**TEXT EXCERPT**

######

# Incoming! Leman Russ Demolisher



## radical_psyker (Jun 6, 2008)

New all-plastic Leman Russ Demolisher (+variants) from the GW website - LINK



> Take cover and call for reinforcements - new tanks are coming from the forges to lay waste to the battlefield. A number of new vehicle kits and Bitz Packs are released this August, perfect for tank commanders and treadheads of every persuasion. Shown here is the new Imperial Guard Leman Russ Demolisher - the ultimate siege tank, plated in additional armour and bristling with deadly weaponry.
> 
> The multi-part plastic kit includes all the hull and sponson-mounted weapons available to this beast, and can also be assembled as a Leman Russ Executioner or Leman Russ Punisher!


----------



## Pauly55 (Sep 16, 2008)

whats changed?


----------



## radical_psyker (Jun 6, 2008)

Pauly55 said:


> whats changed?


Turret, turret weapon, sponson weapons and the hull's had some minor changes too.


----------



## effigy22 (Jun 29, 2008)

What else has changed is the fact its completly plastic.


----------



## radical_psyker (Jun 6, 2008)

effigy22 said:


> What else has changed is the fact its completly plastic.


Yeah, well, I figured that was covered by where I said "all-plastic".


----------



## Jezlad (Oct 14, 2006)

Wow, thats an awesome tank.

I'm really impressed with that turret.


----------



## Vaz (Mar 19, 2008)

Agreed - I love the new design on the Imperial Tanks. Still. No Eradicator =(


----------



## radical_psyker (Jun 6, 2008)

I can't wait see the Punisher. *ennnhhhnt**ennnhhhnt**peow-peow-peow* 

...how does one make a satisfactory high-rate rotary weapon sound anyway?


----------



## Syph (Aug 3, 2008)

Err... *looks around* 

It is a very cool looking tank. Wonder why they didn't show it off yesterday, or did they?


----------



## radical_psyker (Jun 6, 2008)

Syph said:


> It is a very cool looking tank. Wonder why they didn't show it off yesterday?


You mean at Games Day Spain? No idea. GW seem to have been going with quite a sparse approach of late. One new release in the newsletter, then shown at the following Games Day. Can't say many people are that impressed by this. :no:



Syph said:


> or did they?


Apparently they just had Vulkan, Khan, the Ironclad Dreadnought and Hellhound on display at Madrid 40K model wise.

######

**RECORDS PROVIDED**
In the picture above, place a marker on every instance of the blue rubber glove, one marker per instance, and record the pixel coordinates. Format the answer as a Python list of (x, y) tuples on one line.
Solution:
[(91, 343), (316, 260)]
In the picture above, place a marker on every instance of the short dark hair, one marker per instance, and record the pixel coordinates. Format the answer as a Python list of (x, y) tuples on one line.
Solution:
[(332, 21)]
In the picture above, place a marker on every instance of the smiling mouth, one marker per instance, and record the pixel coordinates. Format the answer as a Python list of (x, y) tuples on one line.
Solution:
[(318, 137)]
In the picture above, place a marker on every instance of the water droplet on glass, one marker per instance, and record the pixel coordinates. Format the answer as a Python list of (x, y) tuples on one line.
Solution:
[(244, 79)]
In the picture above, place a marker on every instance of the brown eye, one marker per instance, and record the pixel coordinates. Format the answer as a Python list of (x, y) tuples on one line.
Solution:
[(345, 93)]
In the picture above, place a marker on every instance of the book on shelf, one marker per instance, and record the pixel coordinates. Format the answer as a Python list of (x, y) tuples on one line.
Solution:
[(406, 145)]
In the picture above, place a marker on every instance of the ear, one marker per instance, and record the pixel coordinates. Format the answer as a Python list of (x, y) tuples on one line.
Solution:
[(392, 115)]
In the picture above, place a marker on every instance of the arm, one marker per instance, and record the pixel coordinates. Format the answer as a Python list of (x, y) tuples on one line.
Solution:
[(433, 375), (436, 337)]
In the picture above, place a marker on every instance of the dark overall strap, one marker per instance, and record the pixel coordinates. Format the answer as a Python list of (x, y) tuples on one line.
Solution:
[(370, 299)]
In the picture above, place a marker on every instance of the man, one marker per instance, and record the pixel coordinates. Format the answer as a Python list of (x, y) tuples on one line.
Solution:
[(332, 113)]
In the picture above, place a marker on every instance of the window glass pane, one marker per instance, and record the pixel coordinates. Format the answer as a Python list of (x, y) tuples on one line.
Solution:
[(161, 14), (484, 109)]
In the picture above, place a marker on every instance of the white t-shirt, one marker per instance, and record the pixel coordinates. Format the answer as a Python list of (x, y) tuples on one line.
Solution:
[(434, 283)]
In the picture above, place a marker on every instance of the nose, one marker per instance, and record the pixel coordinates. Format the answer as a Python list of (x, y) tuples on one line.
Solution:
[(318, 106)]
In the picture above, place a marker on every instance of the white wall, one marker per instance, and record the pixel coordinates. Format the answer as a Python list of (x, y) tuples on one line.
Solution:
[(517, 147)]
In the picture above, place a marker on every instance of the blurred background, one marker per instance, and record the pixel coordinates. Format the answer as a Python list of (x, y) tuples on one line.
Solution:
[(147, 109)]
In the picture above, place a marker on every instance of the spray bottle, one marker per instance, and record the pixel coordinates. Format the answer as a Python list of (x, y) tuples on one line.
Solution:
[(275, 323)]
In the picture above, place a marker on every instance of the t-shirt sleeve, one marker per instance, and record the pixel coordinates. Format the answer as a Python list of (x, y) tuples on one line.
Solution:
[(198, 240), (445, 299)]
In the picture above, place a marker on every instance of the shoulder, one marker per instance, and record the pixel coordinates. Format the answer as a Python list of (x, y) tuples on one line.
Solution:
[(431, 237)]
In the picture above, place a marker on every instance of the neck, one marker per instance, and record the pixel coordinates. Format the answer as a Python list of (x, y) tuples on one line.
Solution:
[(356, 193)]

######

**WORK TO COMPLETE**
**a.** Answer from the Leman Russ Demolisher thread:
(i) In which month does the quoted announcement say the new vehicle kits and Bitz Packs are released?
(ii) Which two other tanks can the multi-part plastic kit also be assembled as?
(iii) Which models does radical_psyker say were on display at Madrid?
**b.** In the Leman Russ Demolisher thread, rewrite more briefly the paragraph beginning "You mean at Games Day Spain?" and keep its main facts.
**c.** Reproduce word for word the part of the Leman Russ Demolisher thread from "## Vaz (Mar" up to and including "weapon sound anyway?".
Answer from the Leman Russ Demolisher thread alone, not from the items.

**TASK-BY-TASK RESULTS**
**a.**
(i) August.
(ii) The Leman Russ Executioner and the Leman Russ Punisher.
(iii) Vulkan, Khan, the Ironclad Dreadnought and Hellhound.

**b.** The poster has no idea why the tank wasn't shown at Games Day Spain. GW has lately used a sparse approach: one new release appears in the newsletter and is then shown at the following Games Day. The poster doubts that many people are impressed by this.

**c.**
## Vaz (Mar 19, 2008)

Agreed - I love the new design on the Imperial Tanks. Still. No Eradicator =(


----------



## radical_psyker (Jun 6, 2008)

I can't wait see the Punisher. *ennnhhhnt**ennnhhhnt**peow-peow-peow* 

...how does one make a satisfactory high-rate rotary weapon sound anyway?